▸ **WHAT YOU SHOULD DO**
The records are to be repeated exactly, and any images in them are to be dropped.

Data entries:

--- START ---

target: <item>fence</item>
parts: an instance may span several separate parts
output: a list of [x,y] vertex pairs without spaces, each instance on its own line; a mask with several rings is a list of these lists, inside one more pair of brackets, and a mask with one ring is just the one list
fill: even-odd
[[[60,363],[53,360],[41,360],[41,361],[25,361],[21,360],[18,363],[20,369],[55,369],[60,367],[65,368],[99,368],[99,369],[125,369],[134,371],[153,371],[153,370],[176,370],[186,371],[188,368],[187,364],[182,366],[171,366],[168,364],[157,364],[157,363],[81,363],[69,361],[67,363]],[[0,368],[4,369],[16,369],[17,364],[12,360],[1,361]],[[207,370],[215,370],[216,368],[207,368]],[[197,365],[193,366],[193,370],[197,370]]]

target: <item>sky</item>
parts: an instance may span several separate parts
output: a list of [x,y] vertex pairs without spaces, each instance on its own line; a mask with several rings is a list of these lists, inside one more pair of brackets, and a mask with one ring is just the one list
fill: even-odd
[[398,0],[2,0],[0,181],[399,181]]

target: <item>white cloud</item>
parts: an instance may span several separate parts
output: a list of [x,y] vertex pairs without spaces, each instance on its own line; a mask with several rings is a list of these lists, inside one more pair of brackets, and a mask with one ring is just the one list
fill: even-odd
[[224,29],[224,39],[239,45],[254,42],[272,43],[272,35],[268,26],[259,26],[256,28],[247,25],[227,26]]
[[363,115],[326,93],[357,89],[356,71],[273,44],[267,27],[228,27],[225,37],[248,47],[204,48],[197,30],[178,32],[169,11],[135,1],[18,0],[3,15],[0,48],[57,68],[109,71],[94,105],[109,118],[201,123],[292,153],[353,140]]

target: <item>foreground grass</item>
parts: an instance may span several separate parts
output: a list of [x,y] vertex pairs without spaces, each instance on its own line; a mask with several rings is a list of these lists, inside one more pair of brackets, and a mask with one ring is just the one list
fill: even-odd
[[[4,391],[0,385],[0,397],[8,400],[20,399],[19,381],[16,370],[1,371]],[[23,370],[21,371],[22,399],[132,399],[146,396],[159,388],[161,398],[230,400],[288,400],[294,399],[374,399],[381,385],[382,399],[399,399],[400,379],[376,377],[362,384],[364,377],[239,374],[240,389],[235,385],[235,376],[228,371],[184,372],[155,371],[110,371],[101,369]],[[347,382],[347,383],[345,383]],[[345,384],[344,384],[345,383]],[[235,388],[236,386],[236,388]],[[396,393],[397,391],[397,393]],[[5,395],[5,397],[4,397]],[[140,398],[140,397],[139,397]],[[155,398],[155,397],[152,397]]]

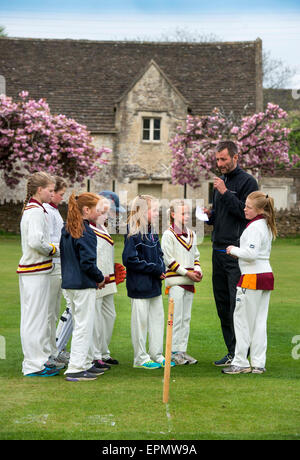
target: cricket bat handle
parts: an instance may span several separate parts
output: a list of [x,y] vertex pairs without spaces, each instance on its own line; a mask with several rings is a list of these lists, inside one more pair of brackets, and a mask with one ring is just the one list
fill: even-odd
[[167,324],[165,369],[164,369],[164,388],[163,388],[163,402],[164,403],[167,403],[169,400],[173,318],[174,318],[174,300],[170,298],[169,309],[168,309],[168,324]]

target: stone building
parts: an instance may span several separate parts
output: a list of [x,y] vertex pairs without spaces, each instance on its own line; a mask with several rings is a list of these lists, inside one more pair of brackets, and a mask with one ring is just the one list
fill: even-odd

--- END ---

▸ **RESULT BELOW**
target: <item>fence</item>
parts: an instance may span several separate parts
output: a list of [x,y] vertex pairs without spaces, each instance on its own line; a mask with several rings is a list of these lists, inside one more pair of brackets, and a mask with one ring is just the one list
fill: even-odd
[[[60,363],[53,360],[41,360],[41,361],[25,361],[21,360],[18,363],[20,369],[55,369],[60,367],[65,368],[99,368],[99,369],[125,369],[134,371],[153,371],[153,370],[176,370],[186,371],[188,368],[187,364],[182,366],[171,366],[168,364],[157,364],[157,363],[81,363],[69,361],[67,363]],[[0,368],[4,369],[16,369],[17,364],[12,360],[1,361]],[[207,370],[215,370],[216,368],[207,368]],[[197,365],[193,366],[193,370],[197,370]]]

target: <item>sky</item>
parts: an instance may span several separate parts
output: a list of [x,y] vertex pairs without spaces, each instance on its own line; a mask with several rings is a list of these lists, inside one more pair of brackets, and a mask with one ring is just the one list
fill: even-odd
[[398,0],[2,0],[0,181],[399,181]]

target: <item>white cloud</item>
parts: an instance may span several separate parts
output: a list of [x,y] vertex pairs without spaces, each instance on its own line; a mask with several rings is a list of these lists, inside one more pair of brackets, and a mask with one ring is just the one list
fill: even-odd
[[224,29],[224,39],[239,45],[254,42],[272,43],[272,35],[268,26],[259,26],[256,28],[247,25],[227,26]]
[[363,115],[326,93],[357,89],[356,71],[273,44],[267,27],[228,27],[225,37],[248,47],[204,48],[197,30],[178,32],[169,11],[135,1],[18,0],[3,15],[0,48],[57,68],[109,71],[94,105],[109,118],[201,123],[292,153],[353,140]]

target: <item>foreground grass</item>
parts: an instance may span several separate parts
output: a list of [x,y] vertex pairs without spaces, each instance on its own line; a mask with several rings is a list of these lists, inside one more pair of brackets, and a mask with one ring is just the one list
fill: even-odd
[[[4,391],[0,385],[0,397],[8,400],[20,399],[19,381],[16,370],[1,371]],[[23,370],[21,371],[22,399],[132,399],[146,396],[159,388],[161,398],[230,400],[288,400],[294,399],[374,399],[381,385],[382,399],[399,399],[400,379],[376,377],[362,384],[364,377],[239,374],[240,389],[235,385],[235,376],[228,371],[184,372],[155,371],[110,371],[101,369]],[[347,382],[347,383],[345,383]],[[345,384],[344,384],[345,383]],[[235,388],[236,386],[236,388]],[[396,393],[397,391],[397,393]],[[5,395],[5,397],[4,397]],[[140,398],[140,397],[139,397]],[[155,398],[155,397],[152,397]]]

target: cricket bat handle
parts: an instance may span several separate parts
output: a list of [x,y] vertex pairs without spaces, each instance on its own line; a mask with several rings is a list of these lists, inside one more pair of brackets, and a mask with one ring is just the one list
fill: even-odd
[[167,324],[165,369],[164,369],[164,388],[163,388],[163,402],[164,403],[167,403],[169,400],[173,318],[174,318],[174,300],[170,298],[169,309],[168,309],[168,324]]

target: stone building
parts: an instance may span several separate parts
output: a list of [x,y] vertex pairs without spaces, each instance on its own line; a mask with several rings is a list of these lists, inside one more pair of brackets, and a mask with one ring is just the one list
fill: even-odd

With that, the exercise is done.